Problem to work on
Throughout the entries below, report every line where "Sample" is found.

Given records

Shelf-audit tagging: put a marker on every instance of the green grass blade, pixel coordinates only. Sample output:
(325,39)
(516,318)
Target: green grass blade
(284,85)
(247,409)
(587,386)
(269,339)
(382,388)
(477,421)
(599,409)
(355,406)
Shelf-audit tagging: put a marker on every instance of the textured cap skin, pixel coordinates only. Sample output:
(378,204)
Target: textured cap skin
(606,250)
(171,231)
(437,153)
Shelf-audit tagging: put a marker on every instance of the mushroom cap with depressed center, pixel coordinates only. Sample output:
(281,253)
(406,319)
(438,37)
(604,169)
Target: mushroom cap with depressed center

Exercise output
Shelf-audit tagging: put a marker on every instance of the green grass blade, pixel coordinates only. Sample output:
Shelf-audit tagging: put a marker on every instance of the textured cap skin, pixel coordinates only. Sample output:
Shelf-audit tagging: put a marker on every instance of the mushroom cap with depressed center, pixel coordinates only. Sample output:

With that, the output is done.